_Required task_:
Repeat every line of the data below word for word, leaving out the pictures.

_Exercise data_:
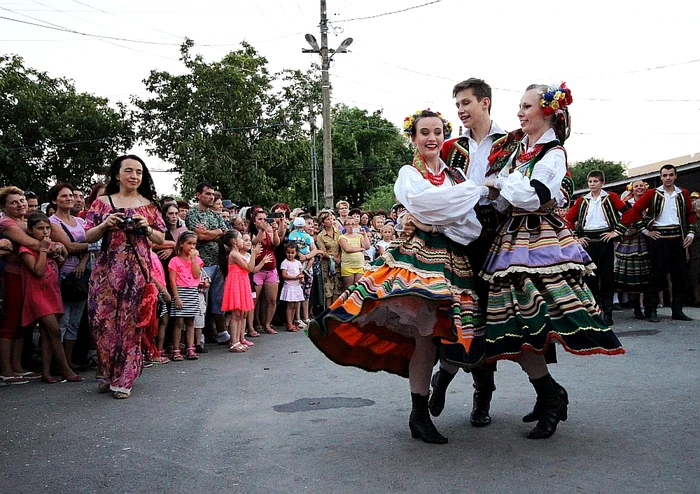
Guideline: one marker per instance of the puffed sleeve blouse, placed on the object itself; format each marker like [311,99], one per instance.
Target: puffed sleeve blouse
[449,206]
[515,187]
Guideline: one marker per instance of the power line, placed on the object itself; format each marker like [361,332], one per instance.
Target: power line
[388,13]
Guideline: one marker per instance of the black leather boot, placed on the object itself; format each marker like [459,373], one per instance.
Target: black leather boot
[553,408]
[651,301]
[677,308]
[420,424]
[440,382]
[607,309]
[534,415]
[483,391]
[638,314]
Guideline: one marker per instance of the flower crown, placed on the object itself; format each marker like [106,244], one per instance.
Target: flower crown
[410,120]
[629,186]
[555,99]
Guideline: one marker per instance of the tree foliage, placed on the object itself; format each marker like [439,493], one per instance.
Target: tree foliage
[382,197]
[221,122]
[614,171]
[368,151]
[49,132]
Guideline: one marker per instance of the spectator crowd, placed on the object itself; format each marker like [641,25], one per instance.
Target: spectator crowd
[223,275]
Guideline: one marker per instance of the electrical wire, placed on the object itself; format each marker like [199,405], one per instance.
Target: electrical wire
[387,13]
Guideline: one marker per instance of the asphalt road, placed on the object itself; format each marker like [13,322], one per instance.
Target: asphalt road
[283,418]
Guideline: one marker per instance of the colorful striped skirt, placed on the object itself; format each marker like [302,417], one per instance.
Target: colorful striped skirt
[633,264]
[537,294]
[421,286]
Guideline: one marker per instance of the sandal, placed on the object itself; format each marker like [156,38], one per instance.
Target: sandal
[75,378]
[28,375]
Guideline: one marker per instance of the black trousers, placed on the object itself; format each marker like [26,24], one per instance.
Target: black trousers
[603,256]
[667,257]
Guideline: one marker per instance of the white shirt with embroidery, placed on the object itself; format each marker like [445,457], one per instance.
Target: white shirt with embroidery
[449,206]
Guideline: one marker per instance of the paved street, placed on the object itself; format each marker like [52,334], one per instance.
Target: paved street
[283,418]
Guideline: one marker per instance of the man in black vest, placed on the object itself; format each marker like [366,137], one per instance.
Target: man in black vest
[470,153]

_Answer to this task_:
Guideline: one marker per instance of the puffed sleeve blouse, placed on the object itself; format each marker like [311,99], one per instance.
Target: puffed sleeve blouse
[449,206]
[515,187]
Guideline: one marker per instance of the power line, placed on the object itself; format each marker like [361,332], one per instance.
Target: power line
[388,13]
Guideline: one marker per instance of the black leather boot, placed on the object itself; format each marker like [459,373], one per instance.
Target: black leather boot
[553,408]
[651,301]
[677,308]
[420,424]
[440,382]
[607,309]
[534,415]
[483,391]
[638,314]
Guideline: one marker per instance of the flower crown, placed on the object itself; format each marker like [106,244], one per instance.
Target: flower crown
[410,120]
[629,186]
[555,99]
Guideline: one marker per instance of the tree foliage, placed on the object itself; format each marker like [439,493], one per instance.
Target: tree foliage
[382,197]
[221,122]
[614,171]
[368,151]
[49,132]
Guideline: one marker per instance of the spectator crowd, placed on the object itself; format each marker like [641,25], one per instance.
Target: spectator crowd
[223,275]
Guideline: one marker per instance of the electrical wire, placed on the object itself; format each marker like [199,405], one per instance.
Target: electrical wire
[387,13]
Guideline: one marker per instance of the asphalt road, placed on the object itself; format each marker like [13,322], one per instance.
Target: asphalt road
[283,418]
Guideline: one marker per instance of the colorful striped skirt, placed on the object itself; format each marker like [302,417], one per instance.
Target: colorful striped skirt
[633,264]
[537,294]
[421,286]
Guideline: one marker per instance of the sandal, placed on the object itself; format each marker like [156,38], one per instance.
Target: sandal
[75,378]
[28,375]
Guideline: one marker per instance of the black trousers, placed on the object itself; format each marker like [26,24], one per instance.
Target: black trousers
[603,256]
[667,257]
Guideline: one marker per instance of the white shirt with embroidery, placed on the object itself; format each marker like [445,457], one per instance.
Target: white shirt with embroidery
[449,206]
Guideline: one marker per instance of the paved street, placed on the object itself; format each marker like [52,334], one per instance.
Target: paved street
[283,418]
Guideline: one marker per instance of the man in black vest, placed on the object itself; format each marker like [366,137], one per instance.
Target: man in black vest
[470,153]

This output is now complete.